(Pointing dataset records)
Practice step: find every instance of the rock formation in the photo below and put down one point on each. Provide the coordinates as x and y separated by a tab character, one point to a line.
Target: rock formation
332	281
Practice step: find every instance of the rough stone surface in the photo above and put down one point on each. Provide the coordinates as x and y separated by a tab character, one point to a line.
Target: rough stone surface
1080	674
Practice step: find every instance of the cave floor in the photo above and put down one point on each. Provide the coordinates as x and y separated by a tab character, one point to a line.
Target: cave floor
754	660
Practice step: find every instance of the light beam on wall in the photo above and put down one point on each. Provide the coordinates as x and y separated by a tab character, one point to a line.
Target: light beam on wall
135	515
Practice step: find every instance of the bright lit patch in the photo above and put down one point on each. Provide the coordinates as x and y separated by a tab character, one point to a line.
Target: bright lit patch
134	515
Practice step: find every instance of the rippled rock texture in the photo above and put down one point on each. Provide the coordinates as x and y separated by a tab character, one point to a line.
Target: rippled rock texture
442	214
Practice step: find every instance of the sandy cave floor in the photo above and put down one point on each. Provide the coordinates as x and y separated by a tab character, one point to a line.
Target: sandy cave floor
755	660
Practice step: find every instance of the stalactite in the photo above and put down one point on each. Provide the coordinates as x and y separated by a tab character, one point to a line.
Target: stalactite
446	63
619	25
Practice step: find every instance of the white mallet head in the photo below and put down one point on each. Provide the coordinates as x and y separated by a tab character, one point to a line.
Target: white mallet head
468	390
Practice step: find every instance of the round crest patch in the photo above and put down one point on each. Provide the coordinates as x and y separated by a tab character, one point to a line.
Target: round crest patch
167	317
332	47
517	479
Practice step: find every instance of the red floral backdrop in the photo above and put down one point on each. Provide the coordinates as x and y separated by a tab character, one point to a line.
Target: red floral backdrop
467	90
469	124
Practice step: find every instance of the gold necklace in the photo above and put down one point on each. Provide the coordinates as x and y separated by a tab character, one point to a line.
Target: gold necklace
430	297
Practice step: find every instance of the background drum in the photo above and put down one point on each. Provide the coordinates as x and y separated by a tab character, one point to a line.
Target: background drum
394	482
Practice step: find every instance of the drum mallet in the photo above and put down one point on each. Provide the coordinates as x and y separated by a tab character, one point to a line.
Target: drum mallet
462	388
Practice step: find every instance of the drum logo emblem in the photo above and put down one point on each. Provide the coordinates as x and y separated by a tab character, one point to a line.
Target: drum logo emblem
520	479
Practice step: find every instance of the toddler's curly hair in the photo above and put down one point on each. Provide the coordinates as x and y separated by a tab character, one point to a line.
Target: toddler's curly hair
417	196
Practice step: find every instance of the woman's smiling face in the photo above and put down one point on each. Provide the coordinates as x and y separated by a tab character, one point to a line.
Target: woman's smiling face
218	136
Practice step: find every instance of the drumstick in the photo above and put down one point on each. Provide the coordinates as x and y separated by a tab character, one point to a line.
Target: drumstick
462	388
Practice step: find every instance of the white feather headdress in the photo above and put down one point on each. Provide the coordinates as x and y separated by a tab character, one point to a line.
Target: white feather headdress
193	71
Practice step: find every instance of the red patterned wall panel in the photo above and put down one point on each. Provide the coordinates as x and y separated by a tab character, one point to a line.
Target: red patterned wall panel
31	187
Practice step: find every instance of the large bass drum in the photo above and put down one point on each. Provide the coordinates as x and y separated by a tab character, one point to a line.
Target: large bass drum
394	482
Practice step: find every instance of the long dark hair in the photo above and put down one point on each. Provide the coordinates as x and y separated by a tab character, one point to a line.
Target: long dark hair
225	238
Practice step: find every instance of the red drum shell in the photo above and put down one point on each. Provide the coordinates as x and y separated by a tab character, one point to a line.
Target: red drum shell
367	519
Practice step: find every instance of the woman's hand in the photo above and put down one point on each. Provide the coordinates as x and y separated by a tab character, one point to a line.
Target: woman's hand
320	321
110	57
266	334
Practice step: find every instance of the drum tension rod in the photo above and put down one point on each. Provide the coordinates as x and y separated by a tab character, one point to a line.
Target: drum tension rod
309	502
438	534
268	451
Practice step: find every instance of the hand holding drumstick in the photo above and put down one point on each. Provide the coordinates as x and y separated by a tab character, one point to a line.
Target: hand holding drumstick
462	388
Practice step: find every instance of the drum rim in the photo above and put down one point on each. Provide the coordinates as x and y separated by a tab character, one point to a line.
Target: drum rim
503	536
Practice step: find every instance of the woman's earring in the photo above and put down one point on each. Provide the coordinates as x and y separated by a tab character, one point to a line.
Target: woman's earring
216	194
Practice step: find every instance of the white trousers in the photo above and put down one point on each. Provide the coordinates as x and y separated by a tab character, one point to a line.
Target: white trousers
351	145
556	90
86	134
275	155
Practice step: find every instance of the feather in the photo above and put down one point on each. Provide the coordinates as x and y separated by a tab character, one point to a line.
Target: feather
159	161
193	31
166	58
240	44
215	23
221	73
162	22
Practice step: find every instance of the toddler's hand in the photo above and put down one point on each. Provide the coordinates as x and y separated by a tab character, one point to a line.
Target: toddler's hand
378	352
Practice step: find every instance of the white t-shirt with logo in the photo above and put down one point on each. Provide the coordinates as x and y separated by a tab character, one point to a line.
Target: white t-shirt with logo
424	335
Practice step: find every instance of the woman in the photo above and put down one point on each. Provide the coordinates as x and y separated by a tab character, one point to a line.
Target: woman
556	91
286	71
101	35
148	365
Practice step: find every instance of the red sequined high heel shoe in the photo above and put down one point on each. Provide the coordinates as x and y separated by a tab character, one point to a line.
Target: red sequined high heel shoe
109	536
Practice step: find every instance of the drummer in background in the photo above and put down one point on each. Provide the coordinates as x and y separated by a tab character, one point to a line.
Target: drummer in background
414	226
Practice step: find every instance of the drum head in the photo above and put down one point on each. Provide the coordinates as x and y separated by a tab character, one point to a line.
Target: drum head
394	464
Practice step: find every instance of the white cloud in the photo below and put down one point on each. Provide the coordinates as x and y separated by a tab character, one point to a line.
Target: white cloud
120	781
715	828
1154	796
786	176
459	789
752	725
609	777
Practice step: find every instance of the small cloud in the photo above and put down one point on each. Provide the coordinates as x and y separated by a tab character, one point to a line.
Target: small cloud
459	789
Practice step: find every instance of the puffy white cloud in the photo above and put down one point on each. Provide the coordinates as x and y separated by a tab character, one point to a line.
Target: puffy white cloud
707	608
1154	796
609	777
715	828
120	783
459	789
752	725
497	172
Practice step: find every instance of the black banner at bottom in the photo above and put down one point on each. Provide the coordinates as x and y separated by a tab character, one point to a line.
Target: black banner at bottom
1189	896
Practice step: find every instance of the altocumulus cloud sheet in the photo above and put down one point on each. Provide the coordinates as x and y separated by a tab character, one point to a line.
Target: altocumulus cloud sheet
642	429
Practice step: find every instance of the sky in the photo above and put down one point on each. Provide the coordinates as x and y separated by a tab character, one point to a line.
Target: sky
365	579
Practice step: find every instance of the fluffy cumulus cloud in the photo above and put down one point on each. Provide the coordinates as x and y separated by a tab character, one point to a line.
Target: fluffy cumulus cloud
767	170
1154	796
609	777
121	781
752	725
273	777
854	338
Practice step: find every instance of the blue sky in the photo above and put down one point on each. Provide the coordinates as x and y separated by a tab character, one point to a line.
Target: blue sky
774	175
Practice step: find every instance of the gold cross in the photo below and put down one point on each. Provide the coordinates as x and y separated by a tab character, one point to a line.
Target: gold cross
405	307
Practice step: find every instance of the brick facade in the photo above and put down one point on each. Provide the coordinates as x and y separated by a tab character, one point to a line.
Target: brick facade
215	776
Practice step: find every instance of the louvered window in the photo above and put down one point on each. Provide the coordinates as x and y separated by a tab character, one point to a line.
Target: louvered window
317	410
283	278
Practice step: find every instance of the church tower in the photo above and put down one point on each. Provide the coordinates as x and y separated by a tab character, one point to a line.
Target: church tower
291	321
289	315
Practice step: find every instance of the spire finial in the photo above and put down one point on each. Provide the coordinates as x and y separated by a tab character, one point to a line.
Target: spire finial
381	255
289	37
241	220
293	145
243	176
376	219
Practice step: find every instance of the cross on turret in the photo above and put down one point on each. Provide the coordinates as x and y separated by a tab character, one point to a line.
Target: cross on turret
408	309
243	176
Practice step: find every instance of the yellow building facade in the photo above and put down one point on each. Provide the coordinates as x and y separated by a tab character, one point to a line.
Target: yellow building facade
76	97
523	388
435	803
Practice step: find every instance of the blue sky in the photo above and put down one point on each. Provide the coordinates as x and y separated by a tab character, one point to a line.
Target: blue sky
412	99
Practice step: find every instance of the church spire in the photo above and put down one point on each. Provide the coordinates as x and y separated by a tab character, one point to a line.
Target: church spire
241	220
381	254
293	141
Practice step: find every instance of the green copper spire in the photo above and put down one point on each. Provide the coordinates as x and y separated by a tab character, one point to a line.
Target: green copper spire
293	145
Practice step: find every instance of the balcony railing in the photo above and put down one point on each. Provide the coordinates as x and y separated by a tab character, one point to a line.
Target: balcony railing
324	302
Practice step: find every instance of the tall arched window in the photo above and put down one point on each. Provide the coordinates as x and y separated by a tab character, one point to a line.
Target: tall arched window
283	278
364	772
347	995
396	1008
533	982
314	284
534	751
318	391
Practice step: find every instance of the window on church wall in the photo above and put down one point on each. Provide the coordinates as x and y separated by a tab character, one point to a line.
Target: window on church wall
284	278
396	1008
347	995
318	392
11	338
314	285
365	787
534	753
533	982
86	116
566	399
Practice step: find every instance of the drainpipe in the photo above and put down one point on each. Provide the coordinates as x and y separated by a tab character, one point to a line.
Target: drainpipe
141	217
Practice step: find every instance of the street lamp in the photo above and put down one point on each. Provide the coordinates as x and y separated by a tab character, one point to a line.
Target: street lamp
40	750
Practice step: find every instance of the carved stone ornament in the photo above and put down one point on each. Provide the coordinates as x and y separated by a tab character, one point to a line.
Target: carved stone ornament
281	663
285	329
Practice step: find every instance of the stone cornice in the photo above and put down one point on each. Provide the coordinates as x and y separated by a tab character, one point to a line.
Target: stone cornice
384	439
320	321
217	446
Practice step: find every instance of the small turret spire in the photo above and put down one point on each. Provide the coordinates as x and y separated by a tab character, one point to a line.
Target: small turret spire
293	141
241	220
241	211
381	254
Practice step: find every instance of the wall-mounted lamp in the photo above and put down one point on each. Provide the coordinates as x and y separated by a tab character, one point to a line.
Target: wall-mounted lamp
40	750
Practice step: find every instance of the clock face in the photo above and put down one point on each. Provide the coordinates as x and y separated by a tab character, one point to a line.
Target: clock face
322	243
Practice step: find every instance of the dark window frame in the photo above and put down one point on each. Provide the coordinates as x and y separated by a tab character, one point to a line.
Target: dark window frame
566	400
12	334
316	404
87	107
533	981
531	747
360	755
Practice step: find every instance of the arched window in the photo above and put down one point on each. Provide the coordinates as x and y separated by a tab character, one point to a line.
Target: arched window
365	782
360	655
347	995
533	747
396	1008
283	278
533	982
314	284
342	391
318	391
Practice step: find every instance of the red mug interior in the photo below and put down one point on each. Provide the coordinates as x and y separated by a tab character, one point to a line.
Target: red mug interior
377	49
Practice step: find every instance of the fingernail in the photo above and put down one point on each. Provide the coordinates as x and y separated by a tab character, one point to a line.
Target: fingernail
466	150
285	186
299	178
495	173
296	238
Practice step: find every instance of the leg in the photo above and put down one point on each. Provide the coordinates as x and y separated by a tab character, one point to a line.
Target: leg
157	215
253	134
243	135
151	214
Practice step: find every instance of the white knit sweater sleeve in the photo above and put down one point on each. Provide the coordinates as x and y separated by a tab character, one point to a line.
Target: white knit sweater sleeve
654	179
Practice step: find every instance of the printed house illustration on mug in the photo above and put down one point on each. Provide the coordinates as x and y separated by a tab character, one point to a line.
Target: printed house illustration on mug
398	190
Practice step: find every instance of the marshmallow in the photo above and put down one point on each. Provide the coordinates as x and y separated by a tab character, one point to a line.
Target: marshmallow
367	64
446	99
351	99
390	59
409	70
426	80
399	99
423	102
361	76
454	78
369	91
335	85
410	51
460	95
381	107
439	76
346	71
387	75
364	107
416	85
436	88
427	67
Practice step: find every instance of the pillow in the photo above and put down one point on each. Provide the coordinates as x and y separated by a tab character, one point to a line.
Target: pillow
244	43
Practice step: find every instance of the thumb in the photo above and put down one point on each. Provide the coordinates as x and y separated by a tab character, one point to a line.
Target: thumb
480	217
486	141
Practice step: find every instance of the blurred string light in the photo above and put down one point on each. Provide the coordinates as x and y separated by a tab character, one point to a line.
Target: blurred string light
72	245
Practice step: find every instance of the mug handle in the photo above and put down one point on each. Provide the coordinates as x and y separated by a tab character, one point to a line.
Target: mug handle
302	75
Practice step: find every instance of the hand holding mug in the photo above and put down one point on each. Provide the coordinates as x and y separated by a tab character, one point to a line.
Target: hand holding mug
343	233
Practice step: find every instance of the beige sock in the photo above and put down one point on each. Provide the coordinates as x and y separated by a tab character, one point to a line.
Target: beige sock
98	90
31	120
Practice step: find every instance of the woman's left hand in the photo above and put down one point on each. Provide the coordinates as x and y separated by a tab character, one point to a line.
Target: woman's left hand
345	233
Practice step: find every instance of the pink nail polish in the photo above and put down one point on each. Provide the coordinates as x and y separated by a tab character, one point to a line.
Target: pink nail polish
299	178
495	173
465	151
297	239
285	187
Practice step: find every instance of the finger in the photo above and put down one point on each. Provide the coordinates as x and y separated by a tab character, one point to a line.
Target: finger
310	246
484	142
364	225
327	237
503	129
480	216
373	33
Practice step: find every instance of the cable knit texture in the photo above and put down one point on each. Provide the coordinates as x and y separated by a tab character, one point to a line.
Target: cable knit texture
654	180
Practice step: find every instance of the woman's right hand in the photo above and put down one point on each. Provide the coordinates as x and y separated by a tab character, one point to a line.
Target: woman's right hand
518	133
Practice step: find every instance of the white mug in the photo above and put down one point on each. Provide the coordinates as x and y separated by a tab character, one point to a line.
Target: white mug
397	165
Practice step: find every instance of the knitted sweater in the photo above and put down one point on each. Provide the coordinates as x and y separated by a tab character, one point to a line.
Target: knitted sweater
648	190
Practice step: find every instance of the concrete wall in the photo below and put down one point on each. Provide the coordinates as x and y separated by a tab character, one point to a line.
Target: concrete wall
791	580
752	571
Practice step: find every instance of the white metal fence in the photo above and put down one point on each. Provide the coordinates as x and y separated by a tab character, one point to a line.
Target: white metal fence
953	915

:: Job ::
Reproduce the lines of the entries above exactly, but only from the line containing "Practice step: find every instance of the cable" through the final line.

:: Output of the exercise ::
Practice step: find every instance of the cable knit texture in the photo above and put down one point on each. Provide the coordinates as x and y separated by a tab character, one point to a line.
Target: cable knit texture
654	180
Practice step: find every instance of the woman's right hand in the photo above and put down one point on each. Provide the coordinates as x and y separated by a tab character, one point to a line.
Target: woman's right hand
518	133
Practice step: find every instance of the white mug in the photo above and put down one point on each. Provide the coordinates as x and y separated by a tab character, one point to a line.
Target: white mug
397	165
Practice step: find every instance of the knitted sweater in the photo above and put down one point on each. Provide the coordinates as x and y separated by a tab character, one point to a line.
Target: knitted sweater
648	190
Practice step: find every instance of the concrete wall in the photo below and put down one point on each. Provide the coordinates as x and y separated by a tab character, one point to a line.
Target: concrete wall
791	580
752	571
Practice step: find every instance of the white metal fence in the photo above and put down one point on each. Provide the coordinates as x and y separated by a tab character, one point to a line.
Target: white metal fence
953	915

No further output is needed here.